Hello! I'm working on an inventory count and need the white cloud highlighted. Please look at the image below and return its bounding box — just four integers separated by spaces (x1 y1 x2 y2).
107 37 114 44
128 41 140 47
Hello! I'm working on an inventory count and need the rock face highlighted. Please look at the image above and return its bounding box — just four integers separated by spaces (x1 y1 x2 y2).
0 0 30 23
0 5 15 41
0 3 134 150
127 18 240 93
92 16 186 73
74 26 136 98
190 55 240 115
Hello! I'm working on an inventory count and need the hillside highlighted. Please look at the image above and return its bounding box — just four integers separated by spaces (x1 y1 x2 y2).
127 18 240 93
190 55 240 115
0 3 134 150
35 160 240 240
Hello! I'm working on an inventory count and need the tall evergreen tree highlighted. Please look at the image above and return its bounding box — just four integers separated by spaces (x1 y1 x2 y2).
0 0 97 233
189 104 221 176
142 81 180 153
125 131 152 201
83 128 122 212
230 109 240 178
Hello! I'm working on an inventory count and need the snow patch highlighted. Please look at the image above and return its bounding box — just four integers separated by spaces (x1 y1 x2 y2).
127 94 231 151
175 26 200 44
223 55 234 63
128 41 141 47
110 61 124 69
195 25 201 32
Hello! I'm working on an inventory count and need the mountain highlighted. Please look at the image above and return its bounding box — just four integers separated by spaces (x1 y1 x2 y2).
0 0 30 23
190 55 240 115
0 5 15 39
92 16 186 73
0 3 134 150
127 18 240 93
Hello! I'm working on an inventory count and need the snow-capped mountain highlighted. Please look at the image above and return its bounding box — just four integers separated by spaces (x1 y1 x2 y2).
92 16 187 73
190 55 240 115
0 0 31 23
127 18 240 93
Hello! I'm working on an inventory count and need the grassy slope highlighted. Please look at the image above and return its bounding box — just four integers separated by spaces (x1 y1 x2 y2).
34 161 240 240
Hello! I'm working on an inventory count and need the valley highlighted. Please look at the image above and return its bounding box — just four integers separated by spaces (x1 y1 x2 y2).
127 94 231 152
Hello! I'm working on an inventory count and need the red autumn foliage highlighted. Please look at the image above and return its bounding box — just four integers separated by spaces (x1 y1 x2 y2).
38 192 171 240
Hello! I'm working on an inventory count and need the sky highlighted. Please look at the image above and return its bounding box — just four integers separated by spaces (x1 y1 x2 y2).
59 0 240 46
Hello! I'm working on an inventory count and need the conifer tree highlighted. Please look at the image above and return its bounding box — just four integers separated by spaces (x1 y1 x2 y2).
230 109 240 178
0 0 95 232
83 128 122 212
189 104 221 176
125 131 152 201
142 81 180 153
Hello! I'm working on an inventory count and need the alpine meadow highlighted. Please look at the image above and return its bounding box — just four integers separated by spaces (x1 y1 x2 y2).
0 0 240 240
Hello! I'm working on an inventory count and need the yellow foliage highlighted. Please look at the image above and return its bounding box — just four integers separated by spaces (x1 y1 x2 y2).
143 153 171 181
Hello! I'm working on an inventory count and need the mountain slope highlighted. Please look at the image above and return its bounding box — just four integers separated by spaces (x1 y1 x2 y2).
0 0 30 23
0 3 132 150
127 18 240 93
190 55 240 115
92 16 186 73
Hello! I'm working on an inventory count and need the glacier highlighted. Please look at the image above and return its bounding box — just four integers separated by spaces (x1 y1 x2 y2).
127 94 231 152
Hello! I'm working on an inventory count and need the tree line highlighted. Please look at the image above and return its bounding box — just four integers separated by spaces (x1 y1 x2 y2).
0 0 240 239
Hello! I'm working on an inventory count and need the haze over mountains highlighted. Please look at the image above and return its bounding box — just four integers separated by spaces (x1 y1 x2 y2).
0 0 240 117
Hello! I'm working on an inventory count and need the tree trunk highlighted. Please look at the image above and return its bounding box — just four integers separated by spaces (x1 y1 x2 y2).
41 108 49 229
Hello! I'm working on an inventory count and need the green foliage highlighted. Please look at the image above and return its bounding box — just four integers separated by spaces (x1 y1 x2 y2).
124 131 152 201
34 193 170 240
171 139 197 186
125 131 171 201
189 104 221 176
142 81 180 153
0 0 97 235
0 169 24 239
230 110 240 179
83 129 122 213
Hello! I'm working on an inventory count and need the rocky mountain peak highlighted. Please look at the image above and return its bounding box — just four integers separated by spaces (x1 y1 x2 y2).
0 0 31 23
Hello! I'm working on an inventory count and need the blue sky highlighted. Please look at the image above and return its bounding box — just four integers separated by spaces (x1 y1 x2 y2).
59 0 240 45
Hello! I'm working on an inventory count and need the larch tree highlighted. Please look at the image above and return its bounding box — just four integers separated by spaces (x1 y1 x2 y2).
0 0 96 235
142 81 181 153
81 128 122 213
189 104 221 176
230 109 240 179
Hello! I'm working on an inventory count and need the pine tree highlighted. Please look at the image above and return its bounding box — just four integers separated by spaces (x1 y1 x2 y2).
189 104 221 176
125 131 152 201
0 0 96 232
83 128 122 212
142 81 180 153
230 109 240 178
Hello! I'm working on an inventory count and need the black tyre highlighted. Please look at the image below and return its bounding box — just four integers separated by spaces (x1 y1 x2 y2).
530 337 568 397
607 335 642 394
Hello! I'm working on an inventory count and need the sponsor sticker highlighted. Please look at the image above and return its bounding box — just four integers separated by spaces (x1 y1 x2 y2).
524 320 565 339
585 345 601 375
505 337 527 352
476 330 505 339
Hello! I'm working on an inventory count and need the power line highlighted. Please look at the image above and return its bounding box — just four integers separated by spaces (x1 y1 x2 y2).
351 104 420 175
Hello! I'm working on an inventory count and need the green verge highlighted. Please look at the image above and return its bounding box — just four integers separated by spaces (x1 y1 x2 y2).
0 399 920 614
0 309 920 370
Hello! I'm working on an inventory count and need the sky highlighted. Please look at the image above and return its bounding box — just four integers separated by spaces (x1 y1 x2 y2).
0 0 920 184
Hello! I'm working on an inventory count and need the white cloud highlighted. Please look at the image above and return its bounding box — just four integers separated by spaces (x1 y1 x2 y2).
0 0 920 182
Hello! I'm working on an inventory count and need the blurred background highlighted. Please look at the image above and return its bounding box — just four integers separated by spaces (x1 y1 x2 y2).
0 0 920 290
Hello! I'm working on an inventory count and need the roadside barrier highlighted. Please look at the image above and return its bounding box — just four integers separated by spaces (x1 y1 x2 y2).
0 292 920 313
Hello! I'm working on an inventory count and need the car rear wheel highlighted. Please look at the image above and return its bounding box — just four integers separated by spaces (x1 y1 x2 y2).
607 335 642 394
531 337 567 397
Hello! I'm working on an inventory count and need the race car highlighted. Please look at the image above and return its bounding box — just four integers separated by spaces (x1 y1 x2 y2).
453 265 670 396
───
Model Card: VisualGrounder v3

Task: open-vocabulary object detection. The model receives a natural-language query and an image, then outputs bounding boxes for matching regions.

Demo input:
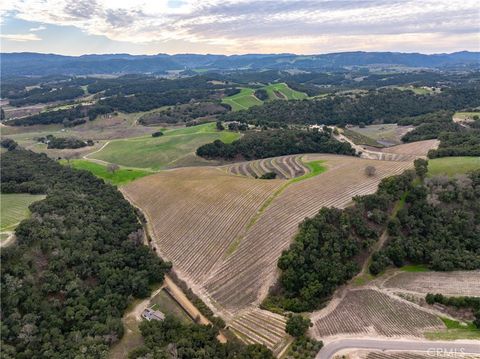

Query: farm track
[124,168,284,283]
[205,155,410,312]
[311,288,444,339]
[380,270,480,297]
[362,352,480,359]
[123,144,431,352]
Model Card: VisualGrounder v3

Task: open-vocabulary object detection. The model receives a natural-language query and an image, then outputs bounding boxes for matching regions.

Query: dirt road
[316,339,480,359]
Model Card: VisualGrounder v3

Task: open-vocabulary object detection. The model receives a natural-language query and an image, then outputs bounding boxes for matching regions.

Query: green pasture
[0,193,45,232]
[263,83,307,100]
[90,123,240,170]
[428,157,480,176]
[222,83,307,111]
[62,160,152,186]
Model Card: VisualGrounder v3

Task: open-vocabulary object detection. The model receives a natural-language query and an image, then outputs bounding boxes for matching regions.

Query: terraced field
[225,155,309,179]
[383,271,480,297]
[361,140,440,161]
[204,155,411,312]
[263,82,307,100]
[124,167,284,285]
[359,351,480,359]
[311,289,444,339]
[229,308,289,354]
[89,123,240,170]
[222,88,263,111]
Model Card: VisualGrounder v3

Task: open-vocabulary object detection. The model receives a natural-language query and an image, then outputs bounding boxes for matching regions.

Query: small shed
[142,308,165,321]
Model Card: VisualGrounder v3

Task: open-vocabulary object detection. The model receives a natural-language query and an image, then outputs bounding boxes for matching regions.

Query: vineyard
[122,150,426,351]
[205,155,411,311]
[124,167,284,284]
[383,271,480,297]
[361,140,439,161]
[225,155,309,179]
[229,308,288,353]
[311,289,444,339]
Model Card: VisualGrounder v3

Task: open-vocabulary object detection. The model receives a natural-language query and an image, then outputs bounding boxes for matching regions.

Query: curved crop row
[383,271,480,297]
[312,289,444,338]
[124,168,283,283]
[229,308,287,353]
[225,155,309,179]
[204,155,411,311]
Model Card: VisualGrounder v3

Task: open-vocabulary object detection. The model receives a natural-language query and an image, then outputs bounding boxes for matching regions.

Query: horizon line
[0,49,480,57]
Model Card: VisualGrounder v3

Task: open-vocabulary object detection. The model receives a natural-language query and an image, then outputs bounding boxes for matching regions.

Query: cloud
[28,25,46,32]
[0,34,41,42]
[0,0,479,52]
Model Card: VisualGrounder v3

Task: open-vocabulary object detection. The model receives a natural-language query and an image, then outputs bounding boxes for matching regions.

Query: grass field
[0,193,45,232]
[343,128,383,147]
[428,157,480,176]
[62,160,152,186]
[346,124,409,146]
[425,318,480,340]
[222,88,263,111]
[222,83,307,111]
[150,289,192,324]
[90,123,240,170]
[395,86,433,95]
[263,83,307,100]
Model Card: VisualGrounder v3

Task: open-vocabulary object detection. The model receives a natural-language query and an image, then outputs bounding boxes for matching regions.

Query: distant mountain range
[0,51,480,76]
───
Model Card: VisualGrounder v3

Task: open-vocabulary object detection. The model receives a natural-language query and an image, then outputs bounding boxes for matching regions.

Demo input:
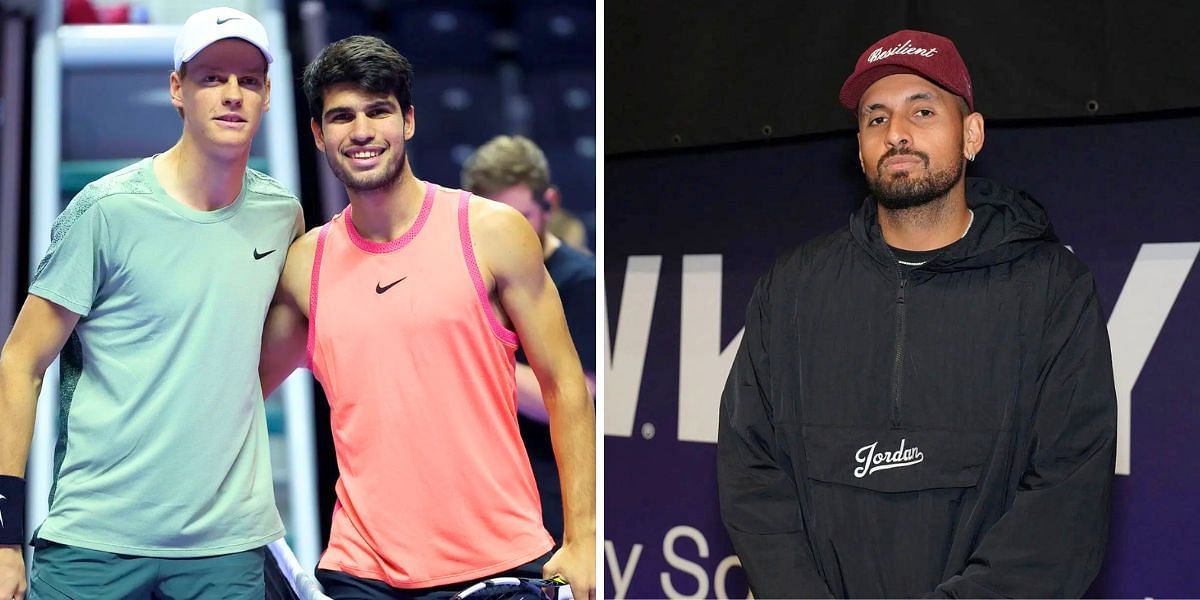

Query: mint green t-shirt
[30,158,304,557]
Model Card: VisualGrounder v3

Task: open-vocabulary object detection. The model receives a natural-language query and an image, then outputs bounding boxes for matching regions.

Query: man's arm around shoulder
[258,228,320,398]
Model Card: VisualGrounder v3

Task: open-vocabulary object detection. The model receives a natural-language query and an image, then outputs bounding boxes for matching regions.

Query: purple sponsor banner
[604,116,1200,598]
───
**SET EXERCISE**: Quote verbatim the rows between the one holding "the tree line" and the one holding "41 108 49 229", both included.

**OUTPUT OF THE TASK**:
Hello! I'm working on an inventory count and need the tree line highlighted. Please look at the image above and return its bounding box — just four integers separated by spaces (x1 y1 x2 y2).
0 0 240 239
Hello! I'm working on an inventory count and need the haze over mountains highlighted. Please look at the image above and return its bounding box — just four integers separated by spaces (x1 y1 x2 y2).
0 0 240 117
Hello! I'm working on an inventory count and need the tree trunk highlighted. Please look at the image above and return its bounding box — just four integers separated by spaces (x1 y1 x2 y2).
41 108 49 229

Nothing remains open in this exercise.